▶ _Goal of the exercise_: Copy out the entries below unchanged, from the line with "Help me locate the side vent louvre." to the line with "(0, 63), (279, 142)", both included, and write nothing else.
┄┄┄┄┄┄
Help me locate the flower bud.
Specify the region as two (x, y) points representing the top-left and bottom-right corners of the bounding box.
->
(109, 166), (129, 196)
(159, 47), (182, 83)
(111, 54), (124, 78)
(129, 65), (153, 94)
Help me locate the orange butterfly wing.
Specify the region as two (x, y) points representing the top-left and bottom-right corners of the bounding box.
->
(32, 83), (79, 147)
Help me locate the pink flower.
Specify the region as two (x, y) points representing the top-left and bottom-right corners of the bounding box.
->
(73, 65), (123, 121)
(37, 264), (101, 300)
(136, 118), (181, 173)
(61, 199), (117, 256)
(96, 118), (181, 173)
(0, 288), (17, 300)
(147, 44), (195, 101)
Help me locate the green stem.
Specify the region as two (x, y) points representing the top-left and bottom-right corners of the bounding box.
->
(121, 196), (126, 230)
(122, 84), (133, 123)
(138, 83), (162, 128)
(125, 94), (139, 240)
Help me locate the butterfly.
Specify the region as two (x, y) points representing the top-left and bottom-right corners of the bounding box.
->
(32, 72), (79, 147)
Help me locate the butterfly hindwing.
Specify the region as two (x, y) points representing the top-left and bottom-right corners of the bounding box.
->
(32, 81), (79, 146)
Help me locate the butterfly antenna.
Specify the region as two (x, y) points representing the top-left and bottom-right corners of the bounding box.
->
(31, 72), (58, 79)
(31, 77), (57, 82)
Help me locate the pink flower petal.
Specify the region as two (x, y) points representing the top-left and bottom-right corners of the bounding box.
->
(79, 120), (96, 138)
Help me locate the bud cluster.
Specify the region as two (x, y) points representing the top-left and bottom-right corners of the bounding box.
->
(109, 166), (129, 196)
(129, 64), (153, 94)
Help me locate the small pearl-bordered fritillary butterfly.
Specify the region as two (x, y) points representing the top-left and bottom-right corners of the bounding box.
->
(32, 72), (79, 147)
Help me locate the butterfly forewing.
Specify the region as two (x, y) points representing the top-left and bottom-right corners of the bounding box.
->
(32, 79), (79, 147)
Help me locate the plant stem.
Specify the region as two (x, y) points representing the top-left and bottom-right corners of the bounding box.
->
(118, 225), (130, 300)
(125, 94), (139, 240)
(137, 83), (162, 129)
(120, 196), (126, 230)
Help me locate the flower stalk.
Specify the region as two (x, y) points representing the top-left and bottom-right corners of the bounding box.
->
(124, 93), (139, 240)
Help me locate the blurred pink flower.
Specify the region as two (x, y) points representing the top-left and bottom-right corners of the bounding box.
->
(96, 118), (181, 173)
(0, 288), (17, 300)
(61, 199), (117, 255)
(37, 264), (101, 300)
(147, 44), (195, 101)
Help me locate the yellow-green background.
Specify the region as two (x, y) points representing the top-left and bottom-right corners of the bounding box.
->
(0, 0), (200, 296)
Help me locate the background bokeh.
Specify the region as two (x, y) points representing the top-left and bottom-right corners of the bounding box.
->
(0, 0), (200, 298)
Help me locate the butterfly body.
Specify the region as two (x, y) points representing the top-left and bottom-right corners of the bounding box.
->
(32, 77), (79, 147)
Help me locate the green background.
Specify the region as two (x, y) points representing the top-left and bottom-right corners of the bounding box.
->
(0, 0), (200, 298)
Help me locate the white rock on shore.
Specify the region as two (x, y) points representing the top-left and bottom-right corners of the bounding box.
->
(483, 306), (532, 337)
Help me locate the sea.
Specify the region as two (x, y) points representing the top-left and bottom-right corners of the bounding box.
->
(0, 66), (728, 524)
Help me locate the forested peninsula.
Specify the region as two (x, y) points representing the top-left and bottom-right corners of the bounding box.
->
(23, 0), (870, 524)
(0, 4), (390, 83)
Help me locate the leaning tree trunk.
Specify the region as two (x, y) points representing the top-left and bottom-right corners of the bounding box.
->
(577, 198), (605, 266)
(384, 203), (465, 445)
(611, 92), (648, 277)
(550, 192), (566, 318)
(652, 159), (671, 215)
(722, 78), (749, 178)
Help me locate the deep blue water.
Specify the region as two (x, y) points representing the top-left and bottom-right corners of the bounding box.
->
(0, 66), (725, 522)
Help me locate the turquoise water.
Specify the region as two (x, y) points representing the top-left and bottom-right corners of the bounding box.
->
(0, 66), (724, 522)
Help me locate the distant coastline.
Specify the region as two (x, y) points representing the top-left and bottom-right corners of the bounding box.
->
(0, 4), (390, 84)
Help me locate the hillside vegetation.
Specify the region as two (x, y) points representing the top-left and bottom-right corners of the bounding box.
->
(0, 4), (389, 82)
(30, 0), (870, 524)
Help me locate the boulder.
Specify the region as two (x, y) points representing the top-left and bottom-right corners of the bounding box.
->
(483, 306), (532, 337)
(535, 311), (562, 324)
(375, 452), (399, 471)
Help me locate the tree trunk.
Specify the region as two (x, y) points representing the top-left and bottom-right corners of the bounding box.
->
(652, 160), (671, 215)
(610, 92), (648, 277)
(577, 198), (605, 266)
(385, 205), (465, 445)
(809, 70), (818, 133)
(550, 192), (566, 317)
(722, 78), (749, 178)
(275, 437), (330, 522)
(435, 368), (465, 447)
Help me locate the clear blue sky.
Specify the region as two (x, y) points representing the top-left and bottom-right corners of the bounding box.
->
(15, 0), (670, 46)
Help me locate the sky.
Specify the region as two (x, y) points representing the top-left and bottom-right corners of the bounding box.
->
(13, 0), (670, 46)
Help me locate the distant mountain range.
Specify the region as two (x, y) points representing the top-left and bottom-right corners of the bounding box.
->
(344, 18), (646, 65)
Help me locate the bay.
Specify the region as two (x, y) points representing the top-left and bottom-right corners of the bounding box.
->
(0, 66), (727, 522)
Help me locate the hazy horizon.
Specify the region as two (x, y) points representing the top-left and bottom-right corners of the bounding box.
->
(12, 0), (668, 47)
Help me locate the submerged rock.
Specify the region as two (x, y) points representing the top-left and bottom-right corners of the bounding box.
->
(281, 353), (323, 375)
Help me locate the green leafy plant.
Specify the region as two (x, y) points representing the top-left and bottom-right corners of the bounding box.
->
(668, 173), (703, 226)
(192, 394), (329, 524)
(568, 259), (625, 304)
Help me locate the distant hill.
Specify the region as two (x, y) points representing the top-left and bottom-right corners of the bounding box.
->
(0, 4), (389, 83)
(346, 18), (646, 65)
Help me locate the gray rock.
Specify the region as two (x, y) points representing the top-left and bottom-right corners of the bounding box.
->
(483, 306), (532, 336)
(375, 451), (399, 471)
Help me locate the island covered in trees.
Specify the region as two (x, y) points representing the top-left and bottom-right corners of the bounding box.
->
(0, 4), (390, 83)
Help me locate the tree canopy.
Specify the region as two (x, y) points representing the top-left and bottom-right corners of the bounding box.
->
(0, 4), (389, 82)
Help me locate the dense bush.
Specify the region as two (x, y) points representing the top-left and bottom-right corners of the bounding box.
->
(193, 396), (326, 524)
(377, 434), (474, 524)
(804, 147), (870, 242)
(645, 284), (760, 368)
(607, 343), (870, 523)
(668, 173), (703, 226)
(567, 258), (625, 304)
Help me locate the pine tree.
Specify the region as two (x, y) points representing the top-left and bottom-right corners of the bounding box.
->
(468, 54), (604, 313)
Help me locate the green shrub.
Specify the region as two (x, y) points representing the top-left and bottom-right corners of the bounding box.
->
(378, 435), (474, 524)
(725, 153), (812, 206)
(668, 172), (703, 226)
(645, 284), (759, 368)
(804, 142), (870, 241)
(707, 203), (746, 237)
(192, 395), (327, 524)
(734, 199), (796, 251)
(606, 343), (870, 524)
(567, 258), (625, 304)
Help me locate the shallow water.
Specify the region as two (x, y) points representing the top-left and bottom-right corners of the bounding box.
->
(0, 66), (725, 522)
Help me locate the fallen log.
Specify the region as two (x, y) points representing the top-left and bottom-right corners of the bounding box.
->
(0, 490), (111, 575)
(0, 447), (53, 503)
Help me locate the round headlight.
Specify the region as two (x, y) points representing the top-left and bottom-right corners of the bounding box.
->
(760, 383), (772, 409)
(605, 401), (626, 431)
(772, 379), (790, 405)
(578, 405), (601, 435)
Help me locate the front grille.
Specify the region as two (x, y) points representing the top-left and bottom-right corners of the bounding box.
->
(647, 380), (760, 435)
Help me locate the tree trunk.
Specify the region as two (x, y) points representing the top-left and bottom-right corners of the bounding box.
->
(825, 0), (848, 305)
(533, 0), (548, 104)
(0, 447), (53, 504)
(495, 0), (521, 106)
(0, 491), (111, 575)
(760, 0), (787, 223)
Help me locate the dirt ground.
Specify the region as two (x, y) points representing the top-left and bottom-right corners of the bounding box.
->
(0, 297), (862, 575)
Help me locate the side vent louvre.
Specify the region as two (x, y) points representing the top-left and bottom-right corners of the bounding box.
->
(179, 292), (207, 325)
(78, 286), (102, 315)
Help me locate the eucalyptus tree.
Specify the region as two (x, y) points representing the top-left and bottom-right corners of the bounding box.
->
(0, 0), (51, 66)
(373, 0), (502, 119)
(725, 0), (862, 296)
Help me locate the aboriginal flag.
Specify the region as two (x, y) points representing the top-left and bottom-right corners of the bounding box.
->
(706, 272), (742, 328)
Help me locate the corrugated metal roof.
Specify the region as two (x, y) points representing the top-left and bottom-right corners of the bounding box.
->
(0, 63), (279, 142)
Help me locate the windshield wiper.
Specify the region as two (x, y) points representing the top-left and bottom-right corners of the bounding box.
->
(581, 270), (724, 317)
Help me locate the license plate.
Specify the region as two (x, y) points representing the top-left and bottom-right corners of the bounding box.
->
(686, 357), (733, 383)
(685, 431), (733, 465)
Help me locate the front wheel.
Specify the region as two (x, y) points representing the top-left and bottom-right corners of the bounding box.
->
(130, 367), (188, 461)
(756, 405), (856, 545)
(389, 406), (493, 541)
┄┄┄┄┄┄
▶ _Solution_:
Help me locate the side vent louvre.
Specify the region as two (x, y) points representing the top-left and bottom-right corners of the bounding box.
->
(179, 292), (207, 325)
(78, 286), (102, 315)
Help me locate the eucalyptus tree.
Specify the region as two (x, y) points representing the top-left and bottom-right corners of the bounding box.
->
(0, 0), (51, 66)
(373, 0), (502, 119)
(725, 0), (862, 296)
Help me locate the aboriginal flag.
Specify the region as two (x, y) points representing the top-left and bottom-right corners of the bounding box.
->
(706, 272), (742, 328)
Help me locate the corrugated metal roof.
Specify the region as two (x, y) points representing the top-left and bottom-right corners of the bounding box.
->
(0, 63), (279, 142)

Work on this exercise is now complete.